(Records drawn from a dataset)
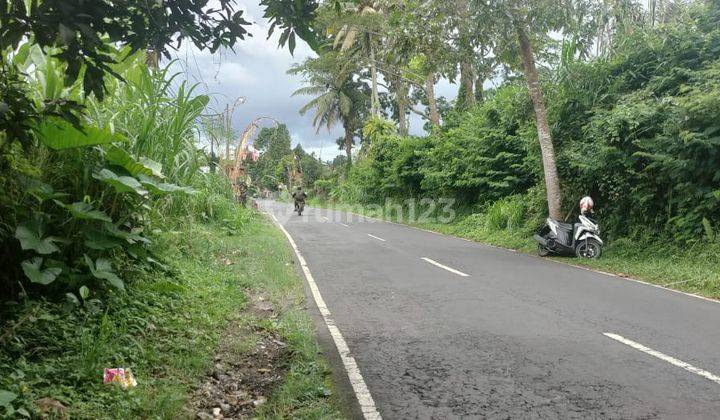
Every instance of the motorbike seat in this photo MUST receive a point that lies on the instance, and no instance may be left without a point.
(565, 226)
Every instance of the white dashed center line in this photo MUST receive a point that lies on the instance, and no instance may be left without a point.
(664, 357)
(444, 267)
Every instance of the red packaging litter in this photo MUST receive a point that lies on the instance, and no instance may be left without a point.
(121, 376)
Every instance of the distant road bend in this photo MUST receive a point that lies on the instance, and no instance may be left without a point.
(440, 327)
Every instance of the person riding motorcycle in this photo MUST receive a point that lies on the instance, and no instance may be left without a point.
(299, 196)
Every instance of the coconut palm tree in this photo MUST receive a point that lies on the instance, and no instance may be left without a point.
(337, 97)
(359, 37)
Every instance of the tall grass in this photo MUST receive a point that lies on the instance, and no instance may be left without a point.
(160, 123)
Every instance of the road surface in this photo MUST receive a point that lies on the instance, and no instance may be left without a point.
(445, 328)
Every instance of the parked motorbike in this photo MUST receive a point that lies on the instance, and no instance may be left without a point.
(581, 239)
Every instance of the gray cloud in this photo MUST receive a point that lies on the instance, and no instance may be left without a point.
(256, 70)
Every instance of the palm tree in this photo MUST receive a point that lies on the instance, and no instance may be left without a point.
(360, 37)
(337, 97)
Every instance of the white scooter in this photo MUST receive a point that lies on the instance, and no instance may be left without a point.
(581, 239)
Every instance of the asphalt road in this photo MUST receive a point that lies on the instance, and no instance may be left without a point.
(505, 335)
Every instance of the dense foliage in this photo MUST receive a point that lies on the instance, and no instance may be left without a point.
(637, 130)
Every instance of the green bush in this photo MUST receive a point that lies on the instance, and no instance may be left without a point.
(80, 197)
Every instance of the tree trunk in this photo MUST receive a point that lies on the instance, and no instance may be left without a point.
(348, 143)
(552, 182)
(226, 130)
(466, 79)
(402, 92)
(375, 105)
(432, 104)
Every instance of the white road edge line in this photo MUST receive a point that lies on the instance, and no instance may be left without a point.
(627, 278)
(450, 269)
(362, 393)
(664, 357)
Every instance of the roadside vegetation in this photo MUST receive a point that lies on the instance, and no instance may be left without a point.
(624, 111)
(122, 244)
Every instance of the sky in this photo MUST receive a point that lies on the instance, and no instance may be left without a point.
(256, 70)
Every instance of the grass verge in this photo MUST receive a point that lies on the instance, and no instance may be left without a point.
(166, 327)
(693, 269)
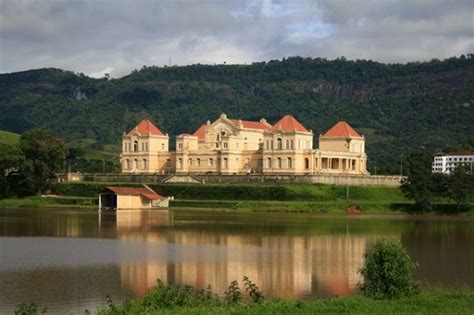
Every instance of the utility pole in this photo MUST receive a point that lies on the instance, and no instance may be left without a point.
(401, 164)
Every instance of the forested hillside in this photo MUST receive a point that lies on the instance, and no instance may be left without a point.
(400, 108)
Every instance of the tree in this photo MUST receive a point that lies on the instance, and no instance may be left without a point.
(388, 271)
(461, 186)
(419, 182)
(44, 155)
(10, 160)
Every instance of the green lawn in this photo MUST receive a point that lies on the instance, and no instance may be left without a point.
(437, 301)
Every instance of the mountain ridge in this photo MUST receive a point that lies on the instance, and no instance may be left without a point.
(399, 107)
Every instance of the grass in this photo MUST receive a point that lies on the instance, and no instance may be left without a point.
(9, 138)
(41, 202)
(337, 207)
(432, 301)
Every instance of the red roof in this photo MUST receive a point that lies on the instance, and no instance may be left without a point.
(200, 132)
(455, 153)
(288, 123)
(341, 129)
(146, 127)
(250, 124)
(134, 192)
(186, 135)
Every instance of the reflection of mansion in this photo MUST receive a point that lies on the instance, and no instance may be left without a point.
(231, 146)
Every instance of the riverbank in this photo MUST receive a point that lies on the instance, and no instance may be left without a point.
(434, 301)
(316, 198)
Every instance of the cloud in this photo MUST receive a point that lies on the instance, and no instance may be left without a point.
(115, 37)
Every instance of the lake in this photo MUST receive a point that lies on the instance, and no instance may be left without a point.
(69, 260)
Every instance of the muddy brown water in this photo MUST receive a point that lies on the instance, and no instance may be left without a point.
(69, 260)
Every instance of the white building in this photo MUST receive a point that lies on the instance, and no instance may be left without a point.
(447, 162)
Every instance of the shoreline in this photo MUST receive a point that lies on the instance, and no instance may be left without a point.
(428, 301)
(336, 208)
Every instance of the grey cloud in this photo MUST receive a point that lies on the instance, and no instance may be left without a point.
(92, 35)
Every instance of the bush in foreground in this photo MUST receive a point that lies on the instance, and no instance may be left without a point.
(388, 272)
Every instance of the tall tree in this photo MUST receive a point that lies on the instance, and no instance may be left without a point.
(11, 159)
(419, 182)
(44, 155)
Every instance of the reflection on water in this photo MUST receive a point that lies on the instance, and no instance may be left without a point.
(70, 260)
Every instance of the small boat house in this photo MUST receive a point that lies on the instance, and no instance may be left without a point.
(130, 198)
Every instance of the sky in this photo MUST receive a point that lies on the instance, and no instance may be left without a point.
(96, 37)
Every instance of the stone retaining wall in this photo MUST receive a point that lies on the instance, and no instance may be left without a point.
(250, 179)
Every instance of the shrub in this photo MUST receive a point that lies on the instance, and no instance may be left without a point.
(233, 294)
(255, 294)
(388, 271)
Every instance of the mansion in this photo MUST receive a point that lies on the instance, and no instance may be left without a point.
(234, 146)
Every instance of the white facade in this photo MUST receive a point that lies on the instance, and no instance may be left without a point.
(447, 162)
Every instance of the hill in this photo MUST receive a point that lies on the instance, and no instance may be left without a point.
(9, 138)
(399, 107)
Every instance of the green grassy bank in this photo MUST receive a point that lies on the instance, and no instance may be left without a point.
(316, 198)
(41, 202)
(315, 192)
(436, 301)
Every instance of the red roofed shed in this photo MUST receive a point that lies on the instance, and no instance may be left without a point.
(130, 198)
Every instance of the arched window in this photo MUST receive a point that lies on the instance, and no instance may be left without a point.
(279, 144)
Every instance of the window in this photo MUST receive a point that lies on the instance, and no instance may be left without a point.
(279, 144)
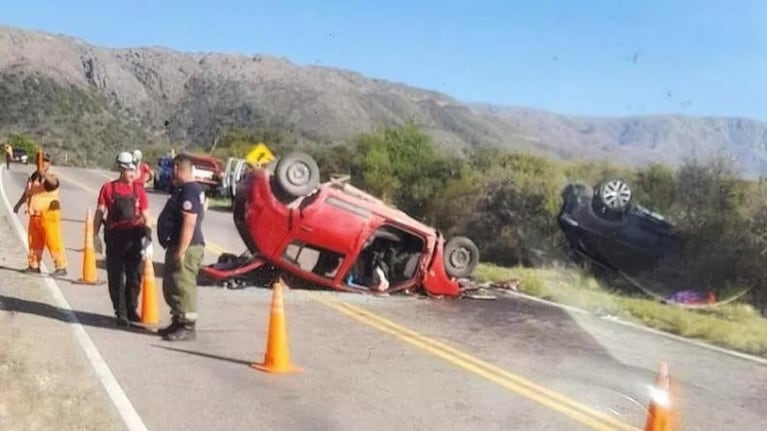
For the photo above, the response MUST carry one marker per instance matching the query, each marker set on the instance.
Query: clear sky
(584, 57)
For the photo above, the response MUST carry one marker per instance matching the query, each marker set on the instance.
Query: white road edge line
(619, 321)
(128, 413)
(637, 326)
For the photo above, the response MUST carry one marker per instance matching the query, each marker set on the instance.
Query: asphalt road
(396, 362)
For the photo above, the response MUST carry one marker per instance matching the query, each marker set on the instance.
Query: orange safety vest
(39, 201)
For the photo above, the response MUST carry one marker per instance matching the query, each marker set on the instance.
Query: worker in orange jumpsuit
(44, 209)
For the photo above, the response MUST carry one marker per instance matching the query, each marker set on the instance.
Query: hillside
(666, 138)
(69, 94)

:: What you should do ::
Omit every picture, then write out the entries above exactly.

:: Answer to the exercise ::
Every instance of the motorbike seat in this photo MUST receive a point that lies on the instance, and no instance may be left without a point.
(565, 226)
Every instance of the white dashed center line in this photo MUST receive a point that lies on the instance, and no instance may be left without a point.
(664, 357)
(444, 267)
Every instance of the red packaging litter in this photo MUST receive a point that lies on the instance, and no instance may be left without a point.
(121, 376)
Every instance of the distant road bend in this photo MUST receive a point that lies on the instance, and no instance may be left without a point.
(440, 327)
Every instance of the person riding motorcycle in this photo MUST receive a point that lies on the instance, and no instance may be left without a point.
(299, 196)
Every instance of the coconut palm tree in this photo MUST receive a point that lies on the instance, and no instance may be left without a point.
(337, 97)
(359, 37)
Every instance of the tall grass in this photo MUST receive a point that lies on the instance, and no instance may be left without a point.
(160, 123)
Every instance of the road surface in this photo MUST receive a point that lies on the instance, and no instance may be left without a point.
(445, 328)
Every instance of the parked motorbike in this photo MUST receive a point that lies on the instance, and no instance may be left without a point.
(581, 239)
Every instance of the gray cloud in this photo MUST receive a point that lies on the instance, and no instance may be left without a point.
(256, 70)
Every instance of the palm tree in this photo MUST receive a point that lies on the instance, and no instance may be left without a point.
(360, 37)
(337, 97)
Every instance of the white scooter in this photo MUST receive a point that lies on the instance, and no instance may be left without a point.
(581, 239)
Every instance of the asphalt road in this photo MUST receive a point that lies on the instance, and no instance may be left without a point.
(505, 335)
Every instance of the dense foliage in this photo MUST receive a point that lies on the instance, and no instance may be left without a point.
(637, 130)
Every instance of the green bush in this photo MUST receive a point that lies on the instance, and no instance may be left without a point.
(80, 197)
Every instance of the tree trunk in this photo MUST receive a point that lies on the instance, and no instance may be left without a point.
(348, 143)
(552, 182)
(226, 130)
(466, 79)
(402, 92)
(375, 105)
(432, 104)
Every instance of the white road edge line in this photo MUST receive a point that lies on the instance, and no instance may be left without a point.
(627, 278)
(450, 269)
(362, 393)
(664, 357)
Every instance of the roadside vegetation in this photo MUST receive a point that lies on the instance, and no instance may be left without a point.
(624, 111)
(122, 244)
Every instance of the sky in this photo MUST receive a point that lies on the instance, and no instance may be left without a point.
(256, 70)
Every instance of the grass verge in this photo MUST receive a point that lies on the instance, and no instance may be left without a point.
(166, 327)
(693, 269)
Every instance of the utility pole in this photo MUST receive a point that lies on the instance, and no instance may be left without a point.
(401, 164)
Every instance of the forested hillside in this photo MUST receive a point that lies on the instance, and no instance may be left without a point.
(400, 108)
Every instance of the tree in this photo MUST receive a point that lies on the instance, and no instance may be left without a point.
(388, 271)
(461, 186)
(419, 182)
(44, 155)
(10, 160)
Every instance of the green lawn in this photo MUST receive a point that lies on the instance, and no instance may be left without a point.
(437, 301)
Every instance of the mountain ridge in this photo MUST receive a point that lies on the instance, and no instance may be left without a point.
(399, 107)
Every instance of the grass in this photo MUST receive a point that lies on the instance, and no instance may be left without a point.
(9, 138)
(41, 202)
(337, 207)
(432, 301)
Every instance of the red roof in this photo MUST receive a point that lies on the instance, and no instance may be left without a point.
(200, 132)
(455, 153)
(288, 123)
(341, 129)
(146, 127)
(250, 124)
(134, 192)
(186, 135)
Every instance of the reflection of mansion in this photo MUST receive a point that lies on the instance, and no instance may be left without a point.
(231, 146)
Every instance of the riverbank in this photo MUST receive a point that lies on the instance, and no instance may be left without a point.
(434, 301)
(316, 198)
Every instance of the cloud in this photo MUST receive a point that lies on the instance, and no instance may be left without a point.
(115, 37)
Every instance of the lake in this photo MUST receive a point that lies on the instance, and no instance may be left without a point.
(69, 260)
Every instance of the muddy brown water in this photo MUST receive a point that lies on the instance, and no instance may be left without a point.
(69, 260)
Every instance of the white building in this photo MUST receive a point that lies on the instance, and no instance may be left without a point.
(447, 162)
Every instance of the shoreline in this photo MUST receive a point that lies on the instance, and no instance may be left without a point.
(428, 301)
(336, 208)
Every instance of the grey cloud in this photo MUST receive a point that lies on the instance, and no instance may be left without a point.
(92, 35)
Every instance of the bush in foreground in this photo MUST receive a point that lies on the instance, and no instance may be left without a point.
(388, 272)
Every instance of the tall tree in this photo MUST receive a point that lies on the instance, and no instance may be left without a point.
(11, 159)
(419, 182)
(44, 155)
Every instance of the reflection on water in this photo MUST receive a point that lies on the instance, and no instance may be left without a point.
(70, 260)
Every instance of the small boat house in this photo MUST receive a point that lies on the instance, and no instance may be left without a point.
(130, 198)
Every instance of the sky in this photo MUST receive a point that lies on the instance, and no instance may be left without a point.
(96, 37)
Every instance of the stone retaining wall in this photo MUST receive a point that lies on the instance, and no instance may be left without a point.
(250, 179)
Every instance of the shrub in this photo MUST receive a point that lies on the instance, and no instance may be left without a point.
(233, 294)
(255, 294)
(388, 271)
Every instance of the mansion in this photo MUST receive a point that lies on the instance, and no instance may be left without a point.
(234, 146)
Every instance of the white facade in this photo MUST receive a point that lies on the instance, and no instance may be left without a point.
(447, 162)
Every instance of the hill in this photo MUST receive a point that lies on the instance, and no instance may be left without a point.
(9, 138)
(399, 107)
Every instance of the green grassy bank in this photo MUST receive a point that lies on the instance, and no instance may be left without a point.
(316, 198)
(41, 202)
(315, 192)
(436, 301)
Every instance of the red roofed shed in this photo MUST receive a point that lies on the instance, and no instance may be left without a point.
(130, 198)
Every instance of the arched window in this photo MUST receive a point that lies on the instance, and no instance may be left without a point.
(279, 144)
Every instance of the window in this photo MUST receive a point that lies on the instance, and no instance may be left without a point.
(279, 144)
For the photo above, the response MUST carry one marker per instance matching the query, each marker set on the instance.
Query: clear sky
(584, 57)
For the photo above, the response MUST carry one marker per instance matching the query, each marker set on the instance.
Query: white road edge line
(619, 321)
(128, 413)
(637, 326)
For the photo above, the response MUST carry one marker per instance matching the query, each marker set on the instance.
Query: asphalt road
(396, 362)
For the photo above, the response MUST carry one marker per instance matching the query, each marker set on the instance.
Query: orange safety vest
(39, 201)
For the photo above, the response MUST carry one marker per instance matching the query, each marker set on the instance.
Query: worker in orange jumpsuit
(44, 209)
For the photo above, the response MUST carry one marker per instance matching the query, each marker set on the instance.
Query: hillside
(666, 138)
(69, 94)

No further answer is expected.